Data in this exercise:
"""
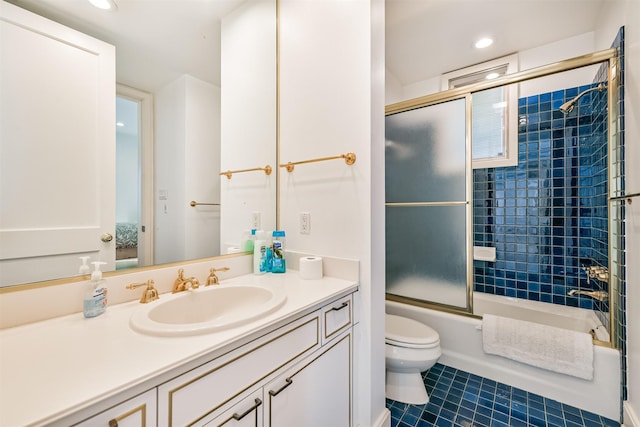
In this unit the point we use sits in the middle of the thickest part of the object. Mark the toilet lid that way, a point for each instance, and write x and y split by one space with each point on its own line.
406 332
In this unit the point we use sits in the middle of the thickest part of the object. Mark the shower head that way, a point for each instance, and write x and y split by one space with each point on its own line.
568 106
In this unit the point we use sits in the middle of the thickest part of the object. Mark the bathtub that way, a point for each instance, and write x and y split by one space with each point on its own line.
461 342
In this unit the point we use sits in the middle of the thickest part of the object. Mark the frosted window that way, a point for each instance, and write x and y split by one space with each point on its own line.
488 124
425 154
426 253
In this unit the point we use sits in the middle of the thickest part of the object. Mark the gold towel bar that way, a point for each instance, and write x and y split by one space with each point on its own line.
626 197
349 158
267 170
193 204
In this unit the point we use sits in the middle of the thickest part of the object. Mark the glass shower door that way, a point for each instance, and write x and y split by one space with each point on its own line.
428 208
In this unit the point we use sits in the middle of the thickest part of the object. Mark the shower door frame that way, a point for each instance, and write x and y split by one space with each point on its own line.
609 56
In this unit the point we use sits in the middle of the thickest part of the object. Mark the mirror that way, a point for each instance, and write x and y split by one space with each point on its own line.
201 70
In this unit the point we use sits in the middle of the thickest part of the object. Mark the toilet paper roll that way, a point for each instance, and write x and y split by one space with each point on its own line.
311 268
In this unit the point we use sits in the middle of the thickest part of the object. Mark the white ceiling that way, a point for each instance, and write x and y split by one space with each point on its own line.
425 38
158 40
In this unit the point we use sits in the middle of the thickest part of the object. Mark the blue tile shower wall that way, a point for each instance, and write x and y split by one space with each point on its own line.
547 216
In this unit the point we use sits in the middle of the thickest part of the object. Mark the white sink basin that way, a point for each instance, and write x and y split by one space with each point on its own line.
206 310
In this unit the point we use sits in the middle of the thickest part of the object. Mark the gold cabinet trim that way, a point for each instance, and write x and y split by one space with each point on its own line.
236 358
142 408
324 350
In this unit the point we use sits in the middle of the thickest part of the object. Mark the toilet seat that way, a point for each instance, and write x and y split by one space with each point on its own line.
"""
"""
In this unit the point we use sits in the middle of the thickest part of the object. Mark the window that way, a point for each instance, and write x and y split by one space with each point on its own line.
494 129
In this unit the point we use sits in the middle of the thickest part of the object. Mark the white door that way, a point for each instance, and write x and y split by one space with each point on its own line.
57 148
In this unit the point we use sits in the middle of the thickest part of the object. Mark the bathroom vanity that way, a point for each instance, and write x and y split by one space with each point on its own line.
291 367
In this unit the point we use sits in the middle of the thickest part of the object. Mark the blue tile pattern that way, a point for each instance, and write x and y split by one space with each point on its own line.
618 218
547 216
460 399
"""
"""
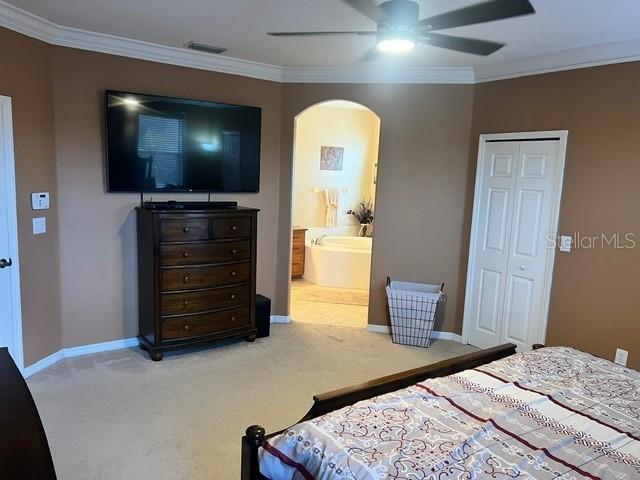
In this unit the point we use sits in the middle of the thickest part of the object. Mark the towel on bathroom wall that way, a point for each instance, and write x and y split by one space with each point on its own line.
"""
Given instruction: How many rows above contain the word "seat"? Reply with the number alone.

Completed task: 1